EXERCISE –
Change "yellow corn kernel" to "kernel of yellow corn" throughout the entries below and leave every other part of them unchanged.

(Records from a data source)
= = = = = = =
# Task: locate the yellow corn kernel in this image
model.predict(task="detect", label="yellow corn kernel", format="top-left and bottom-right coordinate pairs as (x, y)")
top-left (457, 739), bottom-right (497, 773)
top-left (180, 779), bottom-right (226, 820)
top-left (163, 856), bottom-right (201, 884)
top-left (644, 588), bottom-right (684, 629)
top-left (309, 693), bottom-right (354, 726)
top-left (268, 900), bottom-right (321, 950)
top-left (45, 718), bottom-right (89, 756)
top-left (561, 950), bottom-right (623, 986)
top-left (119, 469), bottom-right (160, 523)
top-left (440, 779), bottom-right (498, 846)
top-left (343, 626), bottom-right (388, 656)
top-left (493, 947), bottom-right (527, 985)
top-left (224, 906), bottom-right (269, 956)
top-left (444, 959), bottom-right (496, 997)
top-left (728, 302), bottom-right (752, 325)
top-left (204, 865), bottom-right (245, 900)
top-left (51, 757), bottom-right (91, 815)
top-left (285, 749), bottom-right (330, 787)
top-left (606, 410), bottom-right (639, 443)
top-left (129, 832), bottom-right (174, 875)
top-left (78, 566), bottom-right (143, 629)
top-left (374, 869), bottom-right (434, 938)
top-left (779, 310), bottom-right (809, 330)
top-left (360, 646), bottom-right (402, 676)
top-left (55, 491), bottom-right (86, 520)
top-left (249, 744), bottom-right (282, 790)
= = = = = = =
TASK ANSWER –
# Task: locate the kernel of yellow corn in this image
model.predict(task="detect", label="kernel of yellow corn", format="top-left and bottom-right coordinate pairs as (x, y)")
top-left (457, 739), bottom-right (497, 773)
top-left (180, 779), bottom-right (226, 820)
top-left (163, 856), bottom-right (201, 884)
top-left (644, 588), bottom-right (684, 629)
top-left (309, 693), bottom-right (354, 726)
top-left (268, 900), bottom-right (321, 950)
top-left (45, 718), bottom-right (89, 756)
top-left (561, 950), bottom-right (623, 986)
top-left (119, 469), bottom-right (160, 523)
top-left (440, 779), bottom-right (498, 846)
top-left (343, 626), bottom-right (388, 656)
top-left (493, 947), bottom-right (527, 985)
top-left (224, 906), bottom-right (269, 956)
top-left (444, 959), bottom-right (496, 997)
top-left (728, 302), bottom-right (752, 325)
top-left (204, 865), bottom-right (245, 900)
top-left (51, 757), bottom-right (91, 815)
top-left (285, 749), bottom-right (330, 787)
top-left (606, 410), bottom-right (639, 443)
top-left (129, 832), bottom-right (174, 875)
top-left (78, 566), bottom-right (143, 629)
top-left (374, 869), bottom-right (434, 938)
top-left (779, 310), bottom-right (809, 330)
top-left (360, 646), bottom-right (402, 676)
top-left (55, 491), bottom-right (86, 520)
top-left (249, 744), bottom-right (282, 790)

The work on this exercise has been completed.